A esfinge russa
Música e outras coisas

A esfinge russa


A música de Galina Ivanova Ustvolskaya não desabrochou para o 'Ocidente culto', diferentemente do que ocorreu com a obra de seus conterrâneos e contemporâneos Arvo Part, Alfred Schnitke e Sofia Gubaidulina. Ustvolskaya manteve-se, mantém-se, à margem.

Dona de uma linguagem radical em todos aspectos, Galina Ustvolskaya (1919-2006) permanece obscura até os dias atuais, cerca de duas décadas após a queda do regime soviético. Sua linguagem hermética parece seguir dificilmente digerível para solistas, regentes, orquestras e público. E sua obra resume-se a 21 partituras, que somam cerca de seis horas. Por quê tanta dificuldade para aceitar e apreciar sua música?

Aluna de Dimitri Shostakóvitch, começou a compor na década de 40, ainda sob a influência de seu então mentor. Dizem que desavenças pessoais e afetivas os afastaram e o destino cobrou a fatura: enquanto Shostakóvitch cedeu, recuou, adequou sua criação ao establishment e se tornou o grande nome da URSS stalinista, Galina manteve-se coerente a seus projetos estéticos e acabou no ostracismo, esquecida, ignorada mesmo em seu país. (se tais fatos mais parecem idealismo romântico, basta dedicar um pouco de atenção a Ustvolskaya e Shostakóvitch, ver como a música de cada um ainda é encarada. Prestar atenção ao que criaram. Pensar no que ele representou à URSS, como sua obra é reconhecida e executada hoje pelas orquestras do mundo _inclusive a Osesp. Ouvir Galina, dedicar algum tempo à sua obra. Quem se interessa por madame Ustvolskaya?)

Descobri o nome de Galina Ustvolskaya em um artigo do poeta e crítico Augusto de Campos (“A esfinge musical da Rússia”), escrito em setembro de 1996 e publicado no livro “Música de Invenção” (Ed. Perspectiva, 1998). Levei alguns anos para ouvir pela primeira vez as sonoridades criadas pela ‘esfinge russa’ _e o impacto foi extremo.

Não, Galina não tem nada a ver com free jazz ou improvised music: ela fez música no campo rotulado como erudito, escreveu partituras, que testava no piano, tendo levado muito tempo para vê-las interpretadas em sua plenitude. Mas a radicalidade e a liberdade de Galina ensombra muitos músicos ‘modernos’. Importante notar que Ustvolskaya desenvolveu um estilo próprio de composição, longe tanto das escolas clássicas quanto das vanguardas. Como Stockhausen, Cage e Scelsi, parece muito pouco dever ao avant-garde que a antecedeu. Difícil apontar suas influências, quem ecoa em sua obra. Dodecafonismo, serialismo, música concreta, eletroacústica, minimalista, espectral: as trilhas de Galina não passam por aí. Pode-se apontar em Stravinski um elo que a prende à modernidade russa, tanto pela agressividade sonora quanto pela sombra religiosa. Mas não dá para classificá-la como uma compositora stravinskiana, seria exagerado e limitador.
-------
Instruções de trabalho | Por favor, dê continuidade ao texto sobre a compositora Galina Ustvolskaya, começando logo após a última frase apresentada.
-------
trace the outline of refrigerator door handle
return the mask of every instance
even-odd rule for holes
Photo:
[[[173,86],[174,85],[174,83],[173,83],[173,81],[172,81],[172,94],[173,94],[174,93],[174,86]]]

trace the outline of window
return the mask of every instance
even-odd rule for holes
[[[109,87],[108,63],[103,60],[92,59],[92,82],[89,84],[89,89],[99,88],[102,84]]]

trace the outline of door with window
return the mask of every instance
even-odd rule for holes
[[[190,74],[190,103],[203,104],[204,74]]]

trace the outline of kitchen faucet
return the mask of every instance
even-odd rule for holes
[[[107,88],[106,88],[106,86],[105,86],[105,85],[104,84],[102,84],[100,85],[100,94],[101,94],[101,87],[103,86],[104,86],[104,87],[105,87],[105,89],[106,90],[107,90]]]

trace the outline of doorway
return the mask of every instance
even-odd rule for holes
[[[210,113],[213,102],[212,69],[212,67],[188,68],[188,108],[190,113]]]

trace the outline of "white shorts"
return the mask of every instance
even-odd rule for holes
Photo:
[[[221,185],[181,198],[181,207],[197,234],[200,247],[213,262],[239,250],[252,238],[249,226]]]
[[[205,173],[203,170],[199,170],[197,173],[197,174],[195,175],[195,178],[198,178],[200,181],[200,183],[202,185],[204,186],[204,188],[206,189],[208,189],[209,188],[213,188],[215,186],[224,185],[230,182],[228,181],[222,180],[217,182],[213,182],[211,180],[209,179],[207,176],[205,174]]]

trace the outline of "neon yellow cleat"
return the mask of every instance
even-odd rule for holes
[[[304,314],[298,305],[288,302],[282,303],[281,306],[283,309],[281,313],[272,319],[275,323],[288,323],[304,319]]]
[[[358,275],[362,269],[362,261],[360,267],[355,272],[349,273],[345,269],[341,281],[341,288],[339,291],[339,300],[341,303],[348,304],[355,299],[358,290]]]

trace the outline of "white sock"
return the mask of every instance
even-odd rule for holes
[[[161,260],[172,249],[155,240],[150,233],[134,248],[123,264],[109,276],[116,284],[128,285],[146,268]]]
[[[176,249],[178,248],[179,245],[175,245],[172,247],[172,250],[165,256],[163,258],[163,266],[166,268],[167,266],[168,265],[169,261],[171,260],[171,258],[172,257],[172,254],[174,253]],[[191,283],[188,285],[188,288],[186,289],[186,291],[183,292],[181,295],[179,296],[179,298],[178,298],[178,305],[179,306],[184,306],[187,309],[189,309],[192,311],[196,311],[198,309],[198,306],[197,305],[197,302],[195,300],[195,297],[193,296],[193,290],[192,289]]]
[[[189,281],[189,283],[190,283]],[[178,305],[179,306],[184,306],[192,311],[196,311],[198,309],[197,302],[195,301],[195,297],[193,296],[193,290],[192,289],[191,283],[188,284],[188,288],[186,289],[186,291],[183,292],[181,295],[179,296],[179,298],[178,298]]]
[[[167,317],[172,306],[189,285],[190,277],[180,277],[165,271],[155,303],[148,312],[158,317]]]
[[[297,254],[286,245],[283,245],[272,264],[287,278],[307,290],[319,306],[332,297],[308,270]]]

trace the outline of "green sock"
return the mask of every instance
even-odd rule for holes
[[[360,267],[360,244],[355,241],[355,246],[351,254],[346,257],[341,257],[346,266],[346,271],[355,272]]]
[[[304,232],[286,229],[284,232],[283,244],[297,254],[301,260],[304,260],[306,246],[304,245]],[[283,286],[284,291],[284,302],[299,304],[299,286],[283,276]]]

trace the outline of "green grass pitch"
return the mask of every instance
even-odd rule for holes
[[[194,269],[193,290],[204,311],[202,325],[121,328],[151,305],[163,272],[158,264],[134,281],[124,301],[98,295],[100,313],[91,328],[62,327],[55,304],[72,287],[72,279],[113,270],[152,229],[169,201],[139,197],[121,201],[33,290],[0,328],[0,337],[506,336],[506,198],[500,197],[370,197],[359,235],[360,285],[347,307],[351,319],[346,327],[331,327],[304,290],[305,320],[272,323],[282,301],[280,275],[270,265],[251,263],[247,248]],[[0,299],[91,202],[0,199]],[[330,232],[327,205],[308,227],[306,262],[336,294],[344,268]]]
-------
Resposta da tarefa |
Apenas na década de 90 o Ocidente começou a descobrir sua sonoridade. Tanto que livros abrangentes e interessantes como “A Música Moderna”, de Paul Griffiths, simplesmente a ignoram. Um de seus principais divulgadores é o pianista russo Oleg Malov, que gravou a integral de sua obra para o selo sueco Megadisc _infelizmente, quase tudo esgotado.

Concisão, repetições, ataques abruptos e espaçamentos silenciosos, estaticidade e contemplação marcam sua obra. Nesse disco, aparecem suas “3 Composições”, de nomes simples (e religiosos) e instrumentação e sonoridades incomuns. Além das “Composições 1, 2 e 3”, estão presentes seus 12 Prelúdios para Piano. Uma miniatura bastante representativa do universo de Ustvolskaya.

Para a Composição 1 - Dona nobis Pacem, de 70/71, a compositora selecionou os extremos do grave da tuba e do agudo do picolo. A eles, somou apenas o piano. Na Composição 2 - Dies Irae, de 72/73, aparecem 8 contrabaixos, uma caixa de 43 x 43 cm e o piano. A Composição 3 - Beneditus qui Venit, de 74/75, traz 4 flautas, 4 fagotes e o (onipresente em sua obra) piano.

“A timbrística contrastante é explorada da maneira mais radical possível, agravada por ataques bruscos dos instrumentos, cachos de sons em regiões incomuns vazados por sopros e pianos pianíssimos”, escreveu Augusto de Campos sobre essas composições. “Aglomerando-se às vezes em quase-canons burlescos, figuras martelantes se chocam, durante todo o desenvolvimento da fuga com imprevisíveis ruminações surdinantes do piano, do flautim e da tuba, para mais adiante serem revisitados por explosões percussivas das caixas e ‘clusters’ contrabaixísticos (Composição 2), até esmorecerem nos sopros e pianíssimos agonizantes da ‘Composição 3”, completou Campos.

Curioso ouvir a própria Galina dizer que sua música seria melhor contemplada e apreciada se fosse executada em uma igreja e não em uma sala de concerto. Galina ainda ocupará seu lugar no panteão dos gênios musicais do século.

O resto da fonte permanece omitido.